### Exercise inputs
────────
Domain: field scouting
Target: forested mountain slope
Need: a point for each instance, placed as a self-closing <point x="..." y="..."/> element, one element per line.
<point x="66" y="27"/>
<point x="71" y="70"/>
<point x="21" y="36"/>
────────
### Exercise task
Reproduce the lines above in full, substituting "rocky mountain slope" for "forested mountain slope" and leaving everything else unchanged.

### Result of the task
Domain: field scouting
Target: rocky mountain slope
Need: a point for each instance, placed as a self-closing <point x="..." y="..."/> element, one element per line.
<point x="66" y="27"/>
<point x="71" y="70"/>
<point x="21" y="36"/>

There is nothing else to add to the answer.